L'immagine di Febbraio è una miniatura dei fratelli Limbourg, tratta da le Très
Riches Heures, un libro d'ore realizzato agli inizi del XV
secolo per il Duca Jean di Berry.
I
libri d'ore erano dei compendi devozionali dedicati ai laici, che,
corredati da calendari con decorazioni miniate, indicavano le
preghiere, i salmi, gli inni, da recitare durante la giornata. Nati
nel XI si diffusero soprattutto tra il XV e il XVI a livello quasi
industriale.
Nel
libro del Duca Di Berry, troviamo da un lato il calendario dove sono
indicati con estrema precisione la lunghezza dei giorni e le fasi
lunari mentre, nella pagina a fronte, sotto alla rappresentazione
della volta celeste con il carro del sole, le lune e i segni
zodiacali, è miniata l'immagine del mese. In ognuna di queste, a far
da sfondo alle scene di svaghi di corte o di lavori agresti, sono le
proprietà del duca: i suoi castelli e le sue tenute, resi con
precisione naturalistica e grande attenzione ai dettagli.

* **DATI ARCHIVIATI**:

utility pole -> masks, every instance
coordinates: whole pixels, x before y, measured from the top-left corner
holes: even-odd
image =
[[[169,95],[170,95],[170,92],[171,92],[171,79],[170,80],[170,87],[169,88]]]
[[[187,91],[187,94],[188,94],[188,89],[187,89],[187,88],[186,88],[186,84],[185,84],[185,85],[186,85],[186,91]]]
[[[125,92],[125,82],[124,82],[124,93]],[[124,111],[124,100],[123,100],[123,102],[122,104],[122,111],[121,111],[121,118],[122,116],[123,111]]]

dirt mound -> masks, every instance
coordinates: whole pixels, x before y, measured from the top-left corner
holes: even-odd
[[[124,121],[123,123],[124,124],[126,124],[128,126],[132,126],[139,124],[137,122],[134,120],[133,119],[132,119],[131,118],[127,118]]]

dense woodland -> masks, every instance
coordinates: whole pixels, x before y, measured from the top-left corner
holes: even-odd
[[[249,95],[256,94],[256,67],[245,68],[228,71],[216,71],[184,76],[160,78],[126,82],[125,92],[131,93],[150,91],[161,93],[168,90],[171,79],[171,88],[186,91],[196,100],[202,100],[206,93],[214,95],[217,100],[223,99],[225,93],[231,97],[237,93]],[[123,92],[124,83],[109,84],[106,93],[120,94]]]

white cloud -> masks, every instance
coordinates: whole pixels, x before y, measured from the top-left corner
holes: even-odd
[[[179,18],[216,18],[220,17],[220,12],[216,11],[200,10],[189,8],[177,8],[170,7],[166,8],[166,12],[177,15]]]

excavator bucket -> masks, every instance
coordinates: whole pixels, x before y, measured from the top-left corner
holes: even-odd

* **COMPITI DA SVOLGERE**:
1. Nel brano sul libro d'ore del Duca di Berry, chi ha realizzato la miniatura dell'immagine di Febbraio?
2. Riscrivi il tratto del brano sul libro d'ore del Duca di Berry che va da "L'immagine di Febbraio" fino a "Jean di Berry.", mettendo "codice miniato" al posto di "libro d'ore".
3. Prosegui il brano sul libro d'ore del Duca di Berry dopo la sua ultima frase.
I dati qui non hanno alcun ruolo.

* **RISPOSTE**:
1. I fratelli Limbourg.

2.
L'immagine di Febbraio è una miniatura dei fratelli Limbourg, tratta da le Très
Riches Heures, un codice miniato realizzato agli inizi del XV
secolo per il Duca Jean di Berry.

3.
I
tre fratelli Limbourg, che non furono tuttavia gli autori della serie
completa, perché morirono di peste nel 1416, lavorarono
prevalentemente presso le corti francesi, tuttavia, soprattutto nel
libro d'ore, si nota l'influenza della miniatura lombarda e della
pittura toscana, tanto che alcuni studiosi arrivano ad ipotizzare il
viaggio di uno di loro in Italia. I paesaggi e le figure sono
caratterizzati con grazia ma, nello stesso tempo con studio della
prospettiva ed estremo realismo, tanto che la loro opera è ritenuta
dagli studiosi uno dei primi esperimenti di pittura dal vivo ed è
utile per ricostruire le abitudini del tempo, sia dei cortigiani che
del popolo.
Il
mese di Febbraio mostra un paesaggio innevato. In lontananza un uomo
conduce un mulo, mentre un taglialegna è all'opera al bordo di un
bosco. In primo piano si vede l'interno di una casa, con tre persone
che si scaldano al fuoco, all'esterno avanza una vecchia che si copre
con un mantello lacero. L'accuratezza con cui sono tratteggiati i
particolari, come i corvi che beccano sulla neve e il cane
curioso che osserva accanto al camino, mostrano gusto per la
narrazione.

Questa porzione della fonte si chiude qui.